What the exercise asks: How many of the lines below contain the string "green"? Reply with the number alone.

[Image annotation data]
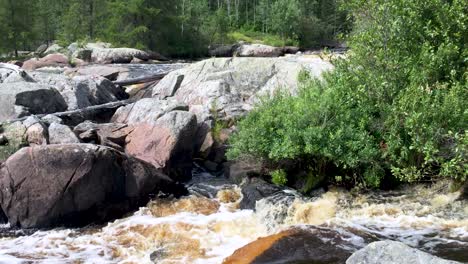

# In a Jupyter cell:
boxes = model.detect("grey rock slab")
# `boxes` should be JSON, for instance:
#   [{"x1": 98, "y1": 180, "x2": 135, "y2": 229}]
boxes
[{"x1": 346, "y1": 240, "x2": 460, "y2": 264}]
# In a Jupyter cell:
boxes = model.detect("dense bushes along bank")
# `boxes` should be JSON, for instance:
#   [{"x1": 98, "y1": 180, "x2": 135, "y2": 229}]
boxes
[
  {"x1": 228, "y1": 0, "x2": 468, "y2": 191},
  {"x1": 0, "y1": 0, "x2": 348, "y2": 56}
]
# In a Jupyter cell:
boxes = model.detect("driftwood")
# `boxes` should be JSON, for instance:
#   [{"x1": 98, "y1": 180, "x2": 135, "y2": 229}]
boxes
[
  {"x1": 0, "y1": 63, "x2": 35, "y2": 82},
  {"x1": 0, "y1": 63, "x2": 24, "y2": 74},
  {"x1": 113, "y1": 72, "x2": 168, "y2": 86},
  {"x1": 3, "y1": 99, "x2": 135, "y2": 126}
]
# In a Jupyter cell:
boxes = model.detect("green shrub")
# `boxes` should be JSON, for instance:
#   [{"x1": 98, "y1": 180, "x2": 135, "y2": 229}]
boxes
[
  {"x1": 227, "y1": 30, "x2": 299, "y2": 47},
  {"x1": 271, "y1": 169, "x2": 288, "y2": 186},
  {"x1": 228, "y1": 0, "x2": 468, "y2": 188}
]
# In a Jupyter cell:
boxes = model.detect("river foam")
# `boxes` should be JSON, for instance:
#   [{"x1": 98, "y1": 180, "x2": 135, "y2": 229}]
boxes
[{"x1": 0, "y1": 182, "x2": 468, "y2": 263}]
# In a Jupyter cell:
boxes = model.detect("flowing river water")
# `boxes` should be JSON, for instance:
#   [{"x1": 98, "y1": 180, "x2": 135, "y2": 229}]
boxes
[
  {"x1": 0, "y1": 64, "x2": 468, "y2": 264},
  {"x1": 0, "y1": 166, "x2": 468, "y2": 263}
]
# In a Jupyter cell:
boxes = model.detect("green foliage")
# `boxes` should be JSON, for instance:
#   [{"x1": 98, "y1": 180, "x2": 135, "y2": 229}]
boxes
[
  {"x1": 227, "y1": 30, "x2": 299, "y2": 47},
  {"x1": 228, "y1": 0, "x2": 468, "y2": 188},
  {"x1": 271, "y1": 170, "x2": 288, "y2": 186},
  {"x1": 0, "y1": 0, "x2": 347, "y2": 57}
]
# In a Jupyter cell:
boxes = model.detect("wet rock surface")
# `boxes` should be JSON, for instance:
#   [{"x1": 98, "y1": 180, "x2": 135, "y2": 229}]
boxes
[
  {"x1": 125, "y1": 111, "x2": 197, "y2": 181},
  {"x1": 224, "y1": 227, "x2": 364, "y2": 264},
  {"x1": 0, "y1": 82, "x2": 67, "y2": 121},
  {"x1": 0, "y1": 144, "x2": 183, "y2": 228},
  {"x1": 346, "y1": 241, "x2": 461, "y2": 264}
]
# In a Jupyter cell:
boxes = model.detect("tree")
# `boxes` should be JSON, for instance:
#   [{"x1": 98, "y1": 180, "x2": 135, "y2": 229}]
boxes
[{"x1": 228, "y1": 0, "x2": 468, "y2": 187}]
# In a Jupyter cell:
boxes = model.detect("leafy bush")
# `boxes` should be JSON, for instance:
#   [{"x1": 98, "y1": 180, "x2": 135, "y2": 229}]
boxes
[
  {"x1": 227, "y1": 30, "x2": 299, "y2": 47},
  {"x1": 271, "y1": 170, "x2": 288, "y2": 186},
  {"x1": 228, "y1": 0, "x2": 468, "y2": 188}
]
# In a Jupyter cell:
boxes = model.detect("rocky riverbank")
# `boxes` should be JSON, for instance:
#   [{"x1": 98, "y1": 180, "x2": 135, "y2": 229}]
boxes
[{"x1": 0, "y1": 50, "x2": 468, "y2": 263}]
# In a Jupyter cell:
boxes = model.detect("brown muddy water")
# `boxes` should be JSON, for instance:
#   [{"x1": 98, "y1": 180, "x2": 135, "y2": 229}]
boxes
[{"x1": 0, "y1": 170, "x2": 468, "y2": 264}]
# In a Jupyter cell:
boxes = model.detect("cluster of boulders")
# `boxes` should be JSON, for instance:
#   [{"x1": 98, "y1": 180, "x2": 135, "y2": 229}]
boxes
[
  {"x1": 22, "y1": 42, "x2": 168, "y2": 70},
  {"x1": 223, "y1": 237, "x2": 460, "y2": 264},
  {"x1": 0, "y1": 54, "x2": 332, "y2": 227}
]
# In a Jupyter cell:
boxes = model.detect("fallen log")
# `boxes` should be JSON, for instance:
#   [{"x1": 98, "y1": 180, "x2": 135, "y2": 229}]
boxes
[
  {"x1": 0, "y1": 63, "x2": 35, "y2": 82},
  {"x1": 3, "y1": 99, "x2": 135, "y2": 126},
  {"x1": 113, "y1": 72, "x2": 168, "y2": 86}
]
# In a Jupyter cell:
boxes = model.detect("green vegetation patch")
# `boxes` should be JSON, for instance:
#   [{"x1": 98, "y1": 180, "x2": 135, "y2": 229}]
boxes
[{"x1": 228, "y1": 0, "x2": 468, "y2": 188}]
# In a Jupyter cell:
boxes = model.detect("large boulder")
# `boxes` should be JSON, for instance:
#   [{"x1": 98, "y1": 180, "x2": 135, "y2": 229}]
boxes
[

Output of the exercise: 3